**Détails de l'exercice:** Prolongez, s'il vous plaît, l'article ci-dessous consacré au CAPREV, en reprenant juste après sa dernière phrase.

Au sein des Maisons de Justice : un centre d’aide et de prise en charge des extrémismes et radicalismes violents (CAPREV)

par Benjamin Van Cutsem - Alice Jaspart - 18 mars 2021

Le contexte de départs de Belgique vers la Syrie et la vague d’attentats de 2014, 2015 et 2016 ont conduit le Gouvernement de la Fédération Wallonie-Bruxelles à créer des outils de prévention et de prise en charge des personnes concernées par des problématiques d’extrémismes violents. C’est au sein de ce dispositif préventif qu’est venu s’insérer le CAPREV (Centre d’aide et de prise en charge de toute personne concernée par les radicalismes et les extrémismes violents) au départ d’une mission générale d’aide et d’accompagnement, dans le cadre de situations particulières et de demandes individuelles.

Benjamin Van Cutsem, directeur adjoint du CAPREV, et Alice Jaspart, directrice de la
recherche au sein du CAPREV, nous présentent leur service. Justice-en-ligne a déjà publié une interview d’Alice Jaspart sur la manière dont, concrètement, ce service s’acquitte de ses tâches.

Justice-en-ligne poursuit ainsi son tour des missions assurées par les Maisons de Justice.

(Entrées répertoriées dans un jeu de données)
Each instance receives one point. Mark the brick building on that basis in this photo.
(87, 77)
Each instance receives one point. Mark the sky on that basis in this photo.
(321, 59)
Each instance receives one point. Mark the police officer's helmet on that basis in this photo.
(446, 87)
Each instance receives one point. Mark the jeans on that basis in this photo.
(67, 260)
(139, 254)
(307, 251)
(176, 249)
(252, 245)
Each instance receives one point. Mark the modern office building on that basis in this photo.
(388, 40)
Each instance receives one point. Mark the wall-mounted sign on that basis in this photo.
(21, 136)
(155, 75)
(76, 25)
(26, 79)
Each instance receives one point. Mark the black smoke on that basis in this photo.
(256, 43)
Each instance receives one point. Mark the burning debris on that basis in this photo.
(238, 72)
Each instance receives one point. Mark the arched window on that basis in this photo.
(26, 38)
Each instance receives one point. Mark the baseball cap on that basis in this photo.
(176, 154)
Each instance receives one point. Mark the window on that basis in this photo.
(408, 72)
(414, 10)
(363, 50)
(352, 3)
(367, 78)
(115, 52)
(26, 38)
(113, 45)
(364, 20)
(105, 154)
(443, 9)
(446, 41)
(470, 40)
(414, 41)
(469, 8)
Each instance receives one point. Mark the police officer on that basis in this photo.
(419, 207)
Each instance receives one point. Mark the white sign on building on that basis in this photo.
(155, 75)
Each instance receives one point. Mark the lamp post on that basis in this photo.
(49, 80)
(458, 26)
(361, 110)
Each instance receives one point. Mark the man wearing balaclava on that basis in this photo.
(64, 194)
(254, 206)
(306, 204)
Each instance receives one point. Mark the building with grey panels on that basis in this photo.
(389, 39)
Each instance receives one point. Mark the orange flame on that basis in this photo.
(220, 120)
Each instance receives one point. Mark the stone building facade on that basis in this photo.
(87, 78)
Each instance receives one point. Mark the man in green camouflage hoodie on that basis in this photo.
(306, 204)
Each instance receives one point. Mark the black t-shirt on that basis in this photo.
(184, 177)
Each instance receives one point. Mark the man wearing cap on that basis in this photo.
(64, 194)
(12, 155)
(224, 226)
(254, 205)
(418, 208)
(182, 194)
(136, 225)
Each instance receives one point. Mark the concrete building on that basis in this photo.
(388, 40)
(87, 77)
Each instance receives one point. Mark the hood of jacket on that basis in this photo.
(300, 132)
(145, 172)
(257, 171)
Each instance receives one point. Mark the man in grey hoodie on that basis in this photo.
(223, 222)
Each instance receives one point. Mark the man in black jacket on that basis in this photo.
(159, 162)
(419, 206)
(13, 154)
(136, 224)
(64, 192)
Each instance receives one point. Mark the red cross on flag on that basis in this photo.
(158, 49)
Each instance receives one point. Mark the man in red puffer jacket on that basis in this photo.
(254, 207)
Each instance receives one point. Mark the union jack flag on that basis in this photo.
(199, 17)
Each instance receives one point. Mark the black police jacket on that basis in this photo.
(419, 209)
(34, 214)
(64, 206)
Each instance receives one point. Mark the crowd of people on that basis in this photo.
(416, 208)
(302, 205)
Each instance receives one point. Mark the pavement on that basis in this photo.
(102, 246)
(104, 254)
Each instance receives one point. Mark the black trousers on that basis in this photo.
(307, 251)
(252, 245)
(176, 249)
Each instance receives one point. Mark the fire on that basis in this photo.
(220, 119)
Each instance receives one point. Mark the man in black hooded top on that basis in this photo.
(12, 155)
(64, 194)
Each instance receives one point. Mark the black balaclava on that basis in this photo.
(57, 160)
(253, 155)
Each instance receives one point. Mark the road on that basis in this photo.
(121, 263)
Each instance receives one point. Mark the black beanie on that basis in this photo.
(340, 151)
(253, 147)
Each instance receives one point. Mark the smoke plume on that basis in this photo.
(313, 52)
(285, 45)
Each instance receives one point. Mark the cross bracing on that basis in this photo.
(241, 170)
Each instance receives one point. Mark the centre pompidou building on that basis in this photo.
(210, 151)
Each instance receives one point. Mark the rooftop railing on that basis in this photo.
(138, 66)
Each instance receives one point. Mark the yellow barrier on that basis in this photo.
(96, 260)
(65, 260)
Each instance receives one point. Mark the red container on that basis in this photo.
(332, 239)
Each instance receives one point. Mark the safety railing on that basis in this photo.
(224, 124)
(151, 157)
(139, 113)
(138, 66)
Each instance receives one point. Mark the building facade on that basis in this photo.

**Corrigé de l'exercice:**
1. S’il est situé au sein de l’Administration générale des maisons de justice, le CAPREV l’est également dans le Réseau de prise en charge des extrémismes et radicalismes violents de la Fédération Wallonie-Bruxelles.

Ce Réseau est donc constitué du CAPREV, du Centre de ressources et d’appui (CREA), deuxième centre opérationnel qui a été créé pour s’occuper de la formation, de la sensibilisation et des outils pédagogiques à destination des professionnels, du Service des équipes mobiles de l’enseignement obligatoire, ainsi que différents services et professionnels référents dans les secteurs concernés (aide à la jeunesse, Maisons de justice, culture, sport). Pour plus d’informations, il est renvoyé au site du Réseau : https://extremismes-violents.cfwb.be/.

2. Officiellement ouvert en janvier 2017, le CAPREV est doté d’une compétence transversale lui permettant de prendre en charge tant des personnes majeures que des personnes mineures, ceci sur tout le territoire francophone en Belgique, donc à Bruxelles et en Wallonie (voire du côté néerlandophone pour certaines personnes francophones qui peuvent être incarcérées dans des prisons flamandes par exemple).

Ayant comme mission générale d’« assurer l’aide et l’accompagnement de toute personne concernée par des radicalismes et extrémismes violents », le CAPREV a concrétisé celle-ci, dès le départ, par l’instauration d’une ligne téléphonique gratuite (0800/111.72 – extremismes-violents@cfwb.be) et l’engagement d’une équipe pluridisciplinaire (assistants sociaux, éducateurs spécialisés, criminologues, psychologues, politologue, etc.).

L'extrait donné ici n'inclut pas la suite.